Beneath this task is a listing; retype all of it exactly.

Record set ▸
.....

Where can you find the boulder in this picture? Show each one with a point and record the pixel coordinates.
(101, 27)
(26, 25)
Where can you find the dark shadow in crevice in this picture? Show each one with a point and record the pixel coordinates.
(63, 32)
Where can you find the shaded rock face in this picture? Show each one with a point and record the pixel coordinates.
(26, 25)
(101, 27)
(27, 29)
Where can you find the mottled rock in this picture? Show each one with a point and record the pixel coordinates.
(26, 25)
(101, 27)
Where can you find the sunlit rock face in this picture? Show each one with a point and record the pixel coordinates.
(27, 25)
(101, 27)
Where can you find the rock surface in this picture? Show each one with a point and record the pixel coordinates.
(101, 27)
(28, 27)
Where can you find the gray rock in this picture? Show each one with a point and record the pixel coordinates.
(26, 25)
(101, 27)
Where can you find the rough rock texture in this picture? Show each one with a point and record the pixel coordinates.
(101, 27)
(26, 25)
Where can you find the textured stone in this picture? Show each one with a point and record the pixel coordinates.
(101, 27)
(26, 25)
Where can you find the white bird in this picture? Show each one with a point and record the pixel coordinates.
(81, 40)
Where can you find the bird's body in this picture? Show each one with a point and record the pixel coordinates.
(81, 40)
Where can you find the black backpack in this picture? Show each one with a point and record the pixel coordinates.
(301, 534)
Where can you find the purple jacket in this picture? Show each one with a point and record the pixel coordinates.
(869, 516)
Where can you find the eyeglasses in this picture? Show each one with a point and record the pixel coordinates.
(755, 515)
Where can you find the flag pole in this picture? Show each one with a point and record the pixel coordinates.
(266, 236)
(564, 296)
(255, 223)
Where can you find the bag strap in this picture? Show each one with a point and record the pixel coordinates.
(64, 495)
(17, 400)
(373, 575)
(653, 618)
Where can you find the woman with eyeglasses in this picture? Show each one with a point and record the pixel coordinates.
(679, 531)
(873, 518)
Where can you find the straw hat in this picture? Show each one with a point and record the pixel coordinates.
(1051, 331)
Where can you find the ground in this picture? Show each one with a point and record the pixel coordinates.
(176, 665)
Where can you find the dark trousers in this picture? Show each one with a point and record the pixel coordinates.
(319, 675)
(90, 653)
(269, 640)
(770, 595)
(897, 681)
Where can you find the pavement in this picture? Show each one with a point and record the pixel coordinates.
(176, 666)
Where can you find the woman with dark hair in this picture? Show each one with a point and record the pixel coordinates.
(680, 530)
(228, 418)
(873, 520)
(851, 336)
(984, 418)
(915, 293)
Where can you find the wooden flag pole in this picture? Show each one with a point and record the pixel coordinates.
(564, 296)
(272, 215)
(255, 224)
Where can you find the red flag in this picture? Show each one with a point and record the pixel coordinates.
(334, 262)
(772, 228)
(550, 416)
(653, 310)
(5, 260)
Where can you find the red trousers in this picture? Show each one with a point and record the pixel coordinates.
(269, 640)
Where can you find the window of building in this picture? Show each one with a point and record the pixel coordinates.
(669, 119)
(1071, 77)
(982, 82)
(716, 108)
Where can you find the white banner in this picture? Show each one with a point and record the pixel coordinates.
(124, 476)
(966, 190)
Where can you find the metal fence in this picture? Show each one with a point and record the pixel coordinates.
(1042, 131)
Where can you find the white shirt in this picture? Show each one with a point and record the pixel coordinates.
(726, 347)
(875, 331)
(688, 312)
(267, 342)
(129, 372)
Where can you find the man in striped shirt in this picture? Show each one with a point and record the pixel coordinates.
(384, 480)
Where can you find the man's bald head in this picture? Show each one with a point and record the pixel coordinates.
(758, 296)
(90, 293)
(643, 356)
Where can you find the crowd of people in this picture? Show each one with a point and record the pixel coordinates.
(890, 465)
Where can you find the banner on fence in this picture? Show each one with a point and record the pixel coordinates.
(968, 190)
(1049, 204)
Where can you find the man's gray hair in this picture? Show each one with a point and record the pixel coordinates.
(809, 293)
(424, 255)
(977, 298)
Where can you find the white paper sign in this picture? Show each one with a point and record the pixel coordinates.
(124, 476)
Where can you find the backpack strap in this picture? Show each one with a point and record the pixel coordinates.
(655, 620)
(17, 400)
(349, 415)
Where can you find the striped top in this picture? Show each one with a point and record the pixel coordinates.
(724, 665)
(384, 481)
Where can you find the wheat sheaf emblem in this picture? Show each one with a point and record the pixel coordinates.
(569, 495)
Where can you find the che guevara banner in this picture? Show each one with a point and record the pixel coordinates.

.....

Response to this exercise ▸
Where can you find the boulder in this picture? Show each one with a point and record the pixel coordinates.
(101, 27)
(26, 25)
Where can you find the dark shadow in crevice in this picture? Show each one with a point and record the pixel coordinates.
(63, 32)
Where can you find the shaded rock face in this picture? Show each one with a point and record the pixel coordinates.
(26, 25)
(101, 27)
(27, 29)
Where can you find the mottled rock in this picture? Show each one with a point and record the pixel coordinates.
(26, 25)
(101, 27)
Where can you find the sunlit rock face in this picture? Show each one with a point and record the pixel coordinates.
(27, 25)
(101, 27)
Where can you find the rock surface in this picture? Show each one with a point and record the pixel coordinates.
(101, 27)
(28, 27)
Where can you find the gray rock in this picture? Show each one with a point and record the pixel coordinates.
(26, 25)
(101, 27)
Where can you find the rough rock texture in this picture? Show each one with a point and record the pixel coordinates.
(101, 27)
(26, 25)
Where can you find the textured stone in this picture? Show each one with a point and record the pixel coordinates.
(101, 27)
(26, 25)
Where can you find the white bird in this picture? Show each one with a point and record the pixel coordinates.
(81, 40)
Where can you find the bird's body in this picture? Show each one with a point and record the pixel coordinates.
(81, 40)
Where can you find the black backpack in this picture? Show each one with a point and record the pixel coordinates.
(301, 534)
Where can you find the purple jacket in this picture? Show each one with a point and record the pixel coordinates.
(869, 516)
Where can you find the eyeglasses in this picture? Show each one with a point and record the pixel coordinates.
(755, 515)
Where can you find the flag pole in this picture? Show each one with a point and record the pixel coordinates.
(266, 236)
(564, 296)
(255, 223)
Where can you find the bag strap in this picture? Show each one with a point and record the pixel coordinates.
(64, 495)
(17, 400)
(373, 575)
(653, 618)
Where can you find the woman with eyeglasses in this picture? Show each one with a point and record the pixel coordinates.
(679, 531)
(873, 518)
Where can you find the straw hat in this picture? Show each one with a point and record the pixel coordinates.
(1051, 331)
Where can you find the ground in this picture? Show each one with a point and record the pixel coordinates.
(176, 665)
Where can you find the dark trousers in this picture? Show each one with a point and record the pixel coordinates.
(319, 675)
(90, 653)
(269, 640)
(770, 595)
(897, 681)
Where can you find the pavement in this picture? Show each one with a point and record the pixel coordinates.
(176, 666)
Where can you find the woman with dark hair in this picture? Show each one with a point and record the pixel coordinates.
(680, 530)
(228, 418)
(873, 520)
(851, 336)
(984, 418)
(915, 293)
Where can you find the wooden flag pole in this picture? Show each one with a point and record the pixel coordinates.
(564, 296)
(272, 215)
(255, 224)
Where can you find the red flag in this picture? Show each one with a point and record the pixel coordinates.
(334, 262)
(772, 228)
(550, 416)
(653, 310)
(5, 260)
Where can you find the red trousers in this picture? Show each one with a point and record the pixel coordinates.
(269, 640)
Where can you find the window of building in this picture? Show each one with a point and record the pixel coordinates.
(669, 119)
(1071, 77)
(982, 82)
(716, 108)
Where can you find the white banner in this picture? Show each one with a point and record the pixel coordinates.
(124, 476)
(966, 190)
Where can you find the metal fence in this picture? Show each one with a point and record the pixel coordinates.
(1042, 131)
Where can you find the white shirt in this picture? Show each one with a point and record the pixel coordinates.
(726, 347)
(875, 331)
(688, 312)
(267, 342)
(129, 372)
Where can you find the man in striped shirt in this picture? Show each one with a point and record the pixel coordinates.
(384, 480)
Where can you find the man's bald head in this picture? Show each one with a point and record the pixel coordinates.
(758, 296)
(90, 293)
(643, 356)
Where can you find the crowd of people in this picture? Show each one with a point and record the pixel coordinates.
(890, 465)
Where can you find the banner on fence in this picture? Show each one with a point and record the pixel coordinates.
(968, 190)
(1049, 204)
Where can you find the man's gray hair in this picture? Show each one with a point and record the pixel coordinates.
(809, 293)
(424, 255)
(977, 298)
Where can you find the white paper sign in this picture? Show each one with a point and record the pixel coordinates.
(124, 476)
Where can you find the backpack strap in this picture? Show each one with a point and record the pixel coordinates.
(655, 620)
(17, 400)
(349, 415)
Where can you find the striped top in this picture? Show each one with a point and record the pixel coordinates.
(724, 665)
(384, 481)
Where can you find the wheat sheaf emblem in this picture? Show each one with a point and record the pixel coordinates.
(569, 495)
Where can you find the che guevara banner in this picture? Show each one with a point and record the pixel coordinates.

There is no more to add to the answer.